* Stored rows *
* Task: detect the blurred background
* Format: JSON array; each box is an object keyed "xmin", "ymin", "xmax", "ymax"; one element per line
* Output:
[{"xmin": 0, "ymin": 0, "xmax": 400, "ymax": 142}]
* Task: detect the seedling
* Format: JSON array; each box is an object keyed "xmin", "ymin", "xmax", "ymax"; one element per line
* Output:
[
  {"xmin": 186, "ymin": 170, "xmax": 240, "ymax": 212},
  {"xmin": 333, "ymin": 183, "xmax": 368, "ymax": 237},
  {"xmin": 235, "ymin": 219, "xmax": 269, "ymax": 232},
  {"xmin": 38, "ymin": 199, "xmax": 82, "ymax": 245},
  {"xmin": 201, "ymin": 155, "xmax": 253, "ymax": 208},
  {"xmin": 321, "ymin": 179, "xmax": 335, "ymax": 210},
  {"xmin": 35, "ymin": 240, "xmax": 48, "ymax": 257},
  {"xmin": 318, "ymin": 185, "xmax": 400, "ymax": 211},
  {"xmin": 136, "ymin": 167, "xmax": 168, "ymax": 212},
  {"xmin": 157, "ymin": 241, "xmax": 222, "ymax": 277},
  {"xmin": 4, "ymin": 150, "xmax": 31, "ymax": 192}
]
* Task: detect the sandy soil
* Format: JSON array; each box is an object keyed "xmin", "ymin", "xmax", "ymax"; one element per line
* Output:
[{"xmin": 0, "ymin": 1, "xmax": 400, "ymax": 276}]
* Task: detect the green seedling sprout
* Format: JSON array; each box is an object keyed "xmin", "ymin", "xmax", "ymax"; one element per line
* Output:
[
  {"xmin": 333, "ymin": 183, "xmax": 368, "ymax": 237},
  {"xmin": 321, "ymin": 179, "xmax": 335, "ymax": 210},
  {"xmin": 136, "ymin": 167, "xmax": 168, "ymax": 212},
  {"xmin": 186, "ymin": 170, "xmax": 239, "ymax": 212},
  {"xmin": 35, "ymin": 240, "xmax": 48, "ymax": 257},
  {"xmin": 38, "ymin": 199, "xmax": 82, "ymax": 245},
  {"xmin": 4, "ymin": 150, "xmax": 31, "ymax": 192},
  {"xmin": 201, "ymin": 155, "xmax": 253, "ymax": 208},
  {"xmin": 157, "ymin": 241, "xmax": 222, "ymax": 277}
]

* To be done *
Copy verbatim the stretch of the items from the line containing "green seedling sprout" through the final line of the items, including both ends.

* Answer to the problem *
* Task: detect the green seedling sprout
* Format: JSON array; each box is an object keyed "xmin", "ymin", "xmax", "ymax"; one element per line
* Output:
[
  {"xmin": 333, "ymin": 183, "xmax": 368, "ymax": 237},
  {"xmin": 321, "ymin": 179, "xmax": 335, "ymax": 210},
  {"xmin": 136, "ymin": 167, "xmax": 168, "ymax": 212},
  {"xmin": 186, "ymin": 170, "xmax": 239, "ymax": 212},
  {"xmin": 35, "ymin": 240, "xmax": 48, "ymax": 257},
  {"xmin": 38, "ymin": 199, "xmax": 82, "ymax": 245},
  {"xmin": 4, "ymin": 150, "xmax": 31, "ymax": 192},
  {"xmin": 201, "ymin": 155, "xmax": 253, "ymax": 208},
  {"xmin": 157, "ymin": 241, "xmax": 222, "ymax": 277}
]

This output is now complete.